INFORMASI YANG DIBERIKAN:
+ + + + +

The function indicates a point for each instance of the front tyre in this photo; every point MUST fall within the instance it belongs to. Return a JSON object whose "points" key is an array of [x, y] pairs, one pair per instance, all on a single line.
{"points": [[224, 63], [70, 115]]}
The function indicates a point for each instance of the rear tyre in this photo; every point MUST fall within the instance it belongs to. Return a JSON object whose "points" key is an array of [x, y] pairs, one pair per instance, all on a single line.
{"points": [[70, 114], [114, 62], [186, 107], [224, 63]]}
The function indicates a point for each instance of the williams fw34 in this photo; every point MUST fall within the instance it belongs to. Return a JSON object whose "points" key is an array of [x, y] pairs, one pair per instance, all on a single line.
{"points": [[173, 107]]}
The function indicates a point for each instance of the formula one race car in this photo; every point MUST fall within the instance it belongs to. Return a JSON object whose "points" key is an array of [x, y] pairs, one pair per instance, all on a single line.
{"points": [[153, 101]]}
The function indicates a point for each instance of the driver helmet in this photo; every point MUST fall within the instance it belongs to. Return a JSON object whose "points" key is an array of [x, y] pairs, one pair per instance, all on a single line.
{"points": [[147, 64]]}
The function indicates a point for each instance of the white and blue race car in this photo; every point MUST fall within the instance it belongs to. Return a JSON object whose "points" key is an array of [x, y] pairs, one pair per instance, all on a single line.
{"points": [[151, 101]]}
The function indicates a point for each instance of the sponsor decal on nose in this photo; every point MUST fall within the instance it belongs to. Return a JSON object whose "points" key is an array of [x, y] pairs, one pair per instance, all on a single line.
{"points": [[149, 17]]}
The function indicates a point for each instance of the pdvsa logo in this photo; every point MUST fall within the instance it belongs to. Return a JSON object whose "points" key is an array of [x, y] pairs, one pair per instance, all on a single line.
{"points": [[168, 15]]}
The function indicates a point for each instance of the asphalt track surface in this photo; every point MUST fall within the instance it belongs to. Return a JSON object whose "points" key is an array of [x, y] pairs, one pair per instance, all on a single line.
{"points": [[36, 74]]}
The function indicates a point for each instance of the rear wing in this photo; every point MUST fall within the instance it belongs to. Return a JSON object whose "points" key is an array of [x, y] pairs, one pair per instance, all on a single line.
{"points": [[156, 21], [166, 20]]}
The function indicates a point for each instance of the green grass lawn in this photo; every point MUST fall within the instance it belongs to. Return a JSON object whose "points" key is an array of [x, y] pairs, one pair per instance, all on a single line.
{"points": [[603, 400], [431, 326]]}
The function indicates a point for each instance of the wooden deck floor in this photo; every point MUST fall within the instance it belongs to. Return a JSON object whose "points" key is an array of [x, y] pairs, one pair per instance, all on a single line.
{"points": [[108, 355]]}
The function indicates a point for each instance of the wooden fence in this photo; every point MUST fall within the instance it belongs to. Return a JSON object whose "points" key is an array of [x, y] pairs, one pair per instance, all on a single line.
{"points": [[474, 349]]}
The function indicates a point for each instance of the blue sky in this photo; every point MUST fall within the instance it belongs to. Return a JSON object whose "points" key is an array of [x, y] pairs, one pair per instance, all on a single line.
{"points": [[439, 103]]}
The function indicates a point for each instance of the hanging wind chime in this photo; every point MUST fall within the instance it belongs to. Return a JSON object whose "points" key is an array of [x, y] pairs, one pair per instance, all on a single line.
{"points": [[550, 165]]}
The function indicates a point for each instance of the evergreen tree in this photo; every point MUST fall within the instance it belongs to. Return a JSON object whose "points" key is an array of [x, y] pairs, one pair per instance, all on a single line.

+ + + + +

Susun seluruh baris catatan di atas menjadi daftar bernomor, tanpa menyertakan baris kosong.

JAWABAN TERTULIS:
1. The function indicates a point for each instance of the front tyre in this photo; every point MUST fall within the instance it belongs to. Return a JSON object whose "points" key is an array of [x, y] pairs, one pair per instance, all on a single line.
2. {"points": [[224, 63], [70, 115]]}
3. The function indicates a point for each instance of the rear tyre in this photo; every point MUST fall within the instance it belongs to. Return a JSON object whose "points" key is an array of [x, y] pairs, one pair per instance, all on a single line.
4. {"points": [[70, 114], [114, 62], [186, 107], [224, 63]]}
5. The function indicates a point for each instance of the williams fw34 in this photo; every point MUST fall within the instance it belongs to. Return a JSON object whose "points" key is an array of [x, y] pairs, one pair per instance, all on a single line.
6. {"points": [[173, 107]]}
7. The function indicates a point for each instance of the formula one race car in this photo; every point MUST fall within the instance it belongs to. Return a JSON object whose "points" key is an array of [x, y] pairs, one pair per instance, all on a single line.
8. {"points": [[153, 101]]}
9. The function indicates a point for each instance of the driver helmet in this photo; every point MUST fall within the instance it belongs to. Return a JSON object whose "points" key is an array of [x, y] pairs, one pair per instance, all on a single line.
10. {"points": [[147, 64]]}
11. The function indicates a point for each instance of the white and blue race car in this photo; every point MUST fall within the instance it belongs to. Return a JSON object whose "points" key is an array of [x, y] pairs, one pair per instance, all on a single line.
12. {"points": [[151, 101]]}
13. The function indicates a point for each instance of the sponsor decal on nose in this photo; every point MUST fall within the instance it belongs to. Return a JSON object whose "points" key is an array of [x, y] pairs, one pair per instance, all on a single line.
14. {"points": [[149, 17]]}
15. The function indicates a point for each instance of the pdvsa logo in this photo; every point MUST fall within the instance it belongs to. Return a JSON object whose "points" key is an array of [x, y] pairs, one pair per instance, all on a single line.
16. {"points": [[168, 15]]}
17. The function indicates a point for each instance of the asphalt track surface in this photo; every point MUST fall within the instance it belongs to. Return a JSON object whose "points" key is an array of [x, y] pairs, one pair per instance, all on a single line.
18. {"points": [[36, 74]]}
19. The function indicates a point for each instance of the rear wing in this photo; every point MUST fall within the instance it belongs to. Return a JSON object whose "points" key is an array of [x, y] pairs, one pair per instance, all on a single line.
20. {"points": [[156, 21], [166, 20]]}
21. The function indicates a point for each instance of the green grass lawn in this photo; every point MUST fall within the instance it belongs to. Return a JSON object whose "points" key is an array of [x, y] pairs, one pair per instance, all on a single line.
22. {"points": [[603, 400], [431, 326]]}
23. The function indicates a point for each instance of the wooden deck floor in this photo; every point MUST fall within the instance it belongs to. Return a JSON object whose "points" key is an array of [x, y] pairs, one pair per instance, all on a single line.
24. {"points": [[108, 355]]}
25. The function indicates a point for each instance of the wooden fence in this photo; every point MUST fall within the instance it belongs to. Return a JSON object whose "points" key is an array of [x, y] pairs, one pair per instance, all on a single line.
26. {"points": [[474, 349]]}
27. The function indicates a point for each instance of the blue sky in this photo; every point MUST fall within the instance it belongs to. Return a JSON object whose "points" key is an array of [x, y] pairs, one pair per instance, all on a single line.
28. {"points": [[439, 103]]}
29. The function indicates a point for each instance of the hanging wind chime in this photo; every point MUST fall within the instance it belongs to. Return a JSON object whose "points" key is an array of [x, y] pairs, one pair per instance, all on a single line.
30. {"points": [[550, 165]]}
31. The function indicates a point for each instance of the evergreen tree in this photo; every point MUST fall within the instance it belongs to. Return a JSON object whose "points" key is an array of [x, y] pairs, one pair per instance, all on a single line.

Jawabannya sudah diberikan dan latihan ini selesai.